--- SELECTED PASSAGE ---
%%

The link to http://emojitracker.com/ in the near-duplicate question I personally think is the most promising resource for this. I have not examined the sources (I don't speak Ruby) but from a real-time Twitter feed of character frequencies, I would expect quite a different result than from static web pages, and probably a radically different language distribution (I see lots more Arabic and Turkish on Twitter than in my otherwise ordinary life). It's probably not exactly what you are looking for, but if we just look at the title of your question (which probably most visitors will have followed to get here) then that is what I would suggest as the answer.

Of course, this begs the question what kind of usage you attempt to model. For static XML, which you seem to be after, maybe the Common Crawl set is a better starting point after all. Text coming out of an editorial process (however informal) looks quite different from spontaneous text.

Out of the suggested options so far, Wikipedia (and/or Wiktionary) is probably the easiest, since it's small enough for local download, far better standardized than a random web dump (all UTF-8, all properly tagged, most of it properly tagged by language and proofread for markup errors, orthography, and occasionally facts), and yet large enough (and probably already overkill by an order of magnitude or more) to give you credible statistics. But again, if the domain is different than the domain you actually want to model, they will probably be wrong nevertheless.

%%

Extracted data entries
%%

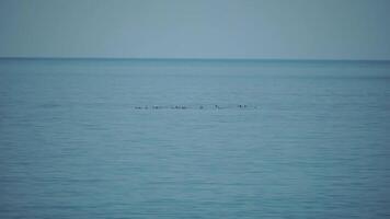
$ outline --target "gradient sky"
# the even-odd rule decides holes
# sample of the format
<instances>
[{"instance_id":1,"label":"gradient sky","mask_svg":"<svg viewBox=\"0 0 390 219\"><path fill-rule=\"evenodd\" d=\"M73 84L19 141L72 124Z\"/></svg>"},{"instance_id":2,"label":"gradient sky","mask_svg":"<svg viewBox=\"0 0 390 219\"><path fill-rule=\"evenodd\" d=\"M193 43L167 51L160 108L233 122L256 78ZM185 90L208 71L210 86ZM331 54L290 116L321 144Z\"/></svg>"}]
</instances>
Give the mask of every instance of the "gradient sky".
<instances>
[{"instance_id":1,"label":"gradient sky","mask_svg":"<svg viewBox=\"0 0 390 219\"><path fill-rule=\"evenodd\" d=\"M0 0L0 57L390 59L389 0Z\"/></svg>"}]
</instances>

%%

--- WHAT IS NEEDED ---
Summarize the forum answer on sources for character frequency statistics in two sentences.

--- FULL ANSWER ---
The answer calls emojitracker.com, a real-time Twitter feed of character frequencies, the most promising resource and expects its results and language distribution to differ sharply from those of static web pages. For static XML, it suggests that the Common Crawl set may be a better starting point and that Wikipedia or Wiktionary is the easiest of the suggested options, though statistics from a domain unlike the one being modeled will probably still be wrong.